↓↓↓

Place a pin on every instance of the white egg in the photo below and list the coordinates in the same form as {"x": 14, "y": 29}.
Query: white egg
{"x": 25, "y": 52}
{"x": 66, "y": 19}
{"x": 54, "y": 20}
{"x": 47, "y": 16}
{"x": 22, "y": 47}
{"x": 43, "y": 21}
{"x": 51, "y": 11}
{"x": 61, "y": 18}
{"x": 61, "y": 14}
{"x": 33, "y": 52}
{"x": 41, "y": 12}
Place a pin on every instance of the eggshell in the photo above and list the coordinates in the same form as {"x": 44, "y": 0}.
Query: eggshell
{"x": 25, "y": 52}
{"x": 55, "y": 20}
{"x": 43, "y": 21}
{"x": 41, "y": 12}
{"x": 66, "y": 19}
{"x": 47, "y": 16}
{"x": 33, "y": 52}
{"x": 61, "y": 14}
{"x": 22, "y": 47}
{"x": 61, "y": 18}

↑↑↑

• **TASK**:
Copy out only the lines running from the beginning of the data to the line with "Place a pin on every instance of the eggshell", both ends included.

• **YOUR SOLUTION**:
Place a pin on every instance of the white egg in the photo below and list the coordinates in the same form as {"x": 14, "y": 29}.
Query: white egg
{"x": 25, "y": 52}
{"x": 66, "y": 19}
{"x": 54, "y": 20}
{"x": 47, "y": 16}
{"x": 22, "y": 47}
{"x": 43, "y": 21}
{"x": 51, "y": 11}
{"x": 61, "y": 18}
{"x": 61, "y": 14}
{"x": 33, "y": 52}
{"x": 41, "y": 12}
Place a pin on every instance of the eggshell in the photo above and list the coordinates in the same form as {"x": 44, "y": 0}.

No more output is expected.